Compute the number of lines in the following data that include the word "door", and output that number alone.
════════
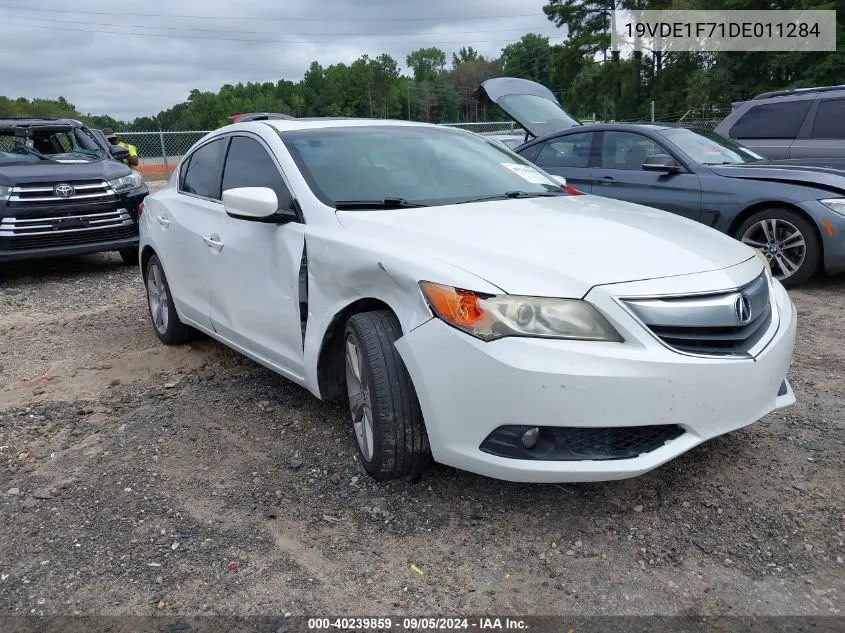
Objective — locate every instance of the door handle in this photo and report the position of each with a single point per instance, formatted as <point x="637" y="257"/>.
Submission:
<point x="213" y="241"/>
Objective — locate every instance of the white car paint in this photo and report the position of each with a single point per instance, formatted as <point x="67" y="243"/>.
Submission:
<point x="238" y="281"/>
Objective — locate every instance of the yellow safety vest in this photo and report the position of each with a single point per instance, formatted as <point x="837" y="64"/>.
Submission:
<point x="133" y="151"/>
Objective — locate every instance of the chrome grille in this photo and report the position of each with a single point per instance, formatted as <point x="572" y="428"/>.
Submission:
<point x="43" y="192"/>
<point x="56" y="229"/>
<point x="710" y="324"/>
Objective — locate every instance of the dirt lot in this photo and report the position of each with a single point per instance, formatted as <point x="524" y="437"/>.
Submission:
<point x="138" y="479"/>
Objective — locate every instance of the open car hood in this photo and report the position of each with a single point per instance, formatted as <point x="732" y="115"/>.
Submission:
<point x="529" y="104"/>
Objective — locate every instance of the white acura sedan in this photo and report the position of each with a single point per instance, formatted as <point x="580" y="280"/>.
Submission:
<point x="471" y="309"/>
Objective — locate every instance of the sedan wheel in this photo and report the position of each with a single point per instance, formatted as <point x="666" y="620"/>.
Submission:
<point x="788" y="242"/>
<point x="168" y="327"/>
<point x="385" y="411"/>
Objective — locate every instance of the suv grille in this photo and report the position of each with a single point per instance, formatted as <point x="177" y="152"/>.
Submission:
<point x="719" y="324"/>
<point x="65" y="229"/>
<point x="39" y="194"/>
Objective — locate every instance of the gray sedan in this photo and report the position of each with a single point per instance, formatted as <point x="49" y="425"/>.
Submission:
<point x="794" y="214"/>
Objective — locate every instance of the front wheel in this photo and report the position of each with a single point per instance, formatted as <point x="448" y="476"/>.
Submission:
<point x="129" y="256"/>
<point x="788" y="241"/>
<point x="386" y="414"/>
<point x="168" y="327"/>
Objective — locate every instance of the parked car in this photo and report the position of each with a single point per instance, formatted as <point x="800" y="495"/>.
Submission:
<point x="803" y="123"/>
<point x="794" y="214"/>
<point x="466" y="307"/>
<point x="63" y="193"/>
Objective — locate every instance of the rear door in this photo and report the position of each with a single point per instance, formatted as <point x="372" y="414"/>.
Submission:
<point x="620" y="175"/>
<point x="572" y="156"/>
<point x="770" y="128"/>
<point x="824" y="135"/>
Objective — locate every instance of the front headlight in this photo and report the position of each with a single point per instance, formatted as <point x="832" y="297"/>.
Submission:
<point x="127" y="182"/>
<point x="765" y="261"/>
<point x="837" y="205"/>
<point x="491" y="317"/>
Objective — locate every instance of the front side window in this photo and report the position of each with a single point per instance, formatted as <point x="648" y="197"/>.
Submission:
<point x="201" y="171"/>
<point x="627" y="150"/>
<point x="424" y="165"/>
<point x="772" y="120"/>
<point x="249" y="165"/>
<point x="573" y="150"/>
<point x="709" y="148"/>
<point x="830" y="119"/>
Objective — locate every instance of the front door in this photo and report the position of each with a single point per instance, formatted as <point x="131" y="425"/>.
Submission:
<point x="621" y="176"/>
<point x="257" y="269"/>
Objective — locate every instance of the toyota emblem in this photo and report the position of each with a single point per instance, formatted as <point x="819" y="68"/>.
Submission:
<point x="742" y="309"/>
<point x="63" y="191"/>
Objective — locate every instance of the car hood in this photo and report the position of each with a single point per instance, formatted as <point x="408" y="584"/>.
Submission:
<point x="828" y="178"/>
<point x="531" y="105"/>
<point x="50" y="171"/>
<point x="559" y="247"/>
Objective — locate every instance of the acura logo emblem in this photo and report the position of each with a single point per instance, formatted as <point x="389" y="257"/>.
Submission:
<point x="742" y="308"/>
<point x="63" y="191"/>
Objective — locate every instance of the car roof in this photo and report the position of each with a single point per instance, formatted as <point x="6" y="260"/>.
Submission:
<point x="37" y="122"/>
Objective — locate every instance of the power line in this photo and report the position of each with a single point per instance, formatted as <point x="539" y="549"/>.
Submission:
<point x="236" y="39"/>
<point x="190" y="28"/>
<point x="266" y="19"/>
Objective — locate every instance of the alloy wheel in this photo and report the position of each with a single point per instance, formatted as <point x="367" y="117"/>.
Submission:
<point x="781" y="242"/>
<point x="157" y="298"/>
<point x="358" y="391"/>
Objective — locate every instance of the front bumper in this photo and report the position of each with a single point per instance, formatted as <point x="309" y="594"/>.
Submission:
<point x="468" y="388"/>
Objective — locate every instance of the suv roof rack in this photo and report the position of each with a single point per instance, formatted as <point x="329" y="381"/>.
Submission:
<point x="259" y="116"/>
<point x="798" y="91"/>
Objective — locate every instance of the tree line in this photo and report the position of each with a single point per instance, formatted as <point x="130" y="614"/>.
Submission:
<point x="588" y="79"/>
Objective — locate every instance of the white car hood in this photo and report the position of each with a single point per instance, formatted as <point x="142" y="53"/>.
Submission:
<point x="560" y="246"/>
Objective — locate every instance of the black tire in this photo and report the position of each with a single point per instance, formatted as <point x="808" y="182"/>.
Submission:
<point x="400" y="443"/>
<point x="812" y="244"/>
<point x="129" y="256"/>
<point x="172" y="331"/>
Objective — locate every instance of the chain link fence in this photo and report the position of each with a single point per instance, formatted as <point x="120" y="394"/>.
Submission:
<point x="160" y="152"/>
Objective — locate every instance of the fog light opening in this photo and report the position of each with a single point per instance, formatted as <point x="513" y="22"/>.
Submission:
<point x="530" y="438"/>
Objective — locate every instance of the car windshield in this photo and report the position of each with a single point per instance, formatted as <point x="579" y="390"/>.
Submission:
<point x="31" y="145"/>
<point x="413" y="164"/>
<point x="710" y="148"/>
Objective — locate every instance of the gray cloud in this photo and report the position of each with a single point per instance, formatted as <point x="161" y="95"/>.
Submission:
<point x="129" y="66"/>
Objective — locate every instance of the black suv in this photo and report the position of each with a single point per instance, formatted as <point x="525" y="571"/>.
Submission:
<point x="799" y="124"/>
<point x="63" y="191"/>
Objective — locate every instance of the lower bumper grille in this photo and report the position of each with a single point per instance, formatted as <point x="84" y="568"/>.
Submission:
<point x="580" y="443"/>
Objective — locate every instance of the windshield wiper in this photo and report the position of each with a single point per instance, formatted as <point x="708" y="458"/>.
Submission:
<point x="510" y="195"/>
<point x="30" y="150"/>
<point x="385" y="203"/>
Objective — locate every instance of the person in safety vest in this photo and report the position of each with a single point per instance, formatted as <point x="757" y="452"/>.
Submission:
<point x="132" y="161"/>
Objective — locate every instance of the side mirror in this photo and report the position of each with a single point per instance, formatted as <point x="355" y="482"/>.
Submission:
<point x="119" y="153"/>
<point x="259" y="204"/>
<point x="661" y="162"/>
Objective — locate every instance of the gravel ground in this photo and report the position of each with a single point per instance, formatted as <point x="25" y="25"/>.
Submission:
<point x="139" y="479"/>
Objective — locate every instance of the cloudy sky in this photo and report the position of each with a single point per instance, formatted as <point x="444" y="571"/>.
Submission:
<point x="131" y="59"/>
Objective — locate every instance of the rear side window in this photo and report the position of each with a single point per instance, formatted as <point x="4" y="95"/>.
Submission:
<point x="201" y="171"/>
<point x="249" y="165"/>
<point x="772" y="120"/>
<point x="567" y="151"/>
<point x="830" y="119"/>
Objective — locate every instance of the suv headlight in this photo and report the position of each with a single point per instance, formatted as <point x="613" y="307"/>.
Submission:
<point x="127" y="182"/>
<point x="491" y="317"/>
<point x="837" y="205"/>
════════
◆ Solution to the exercise
3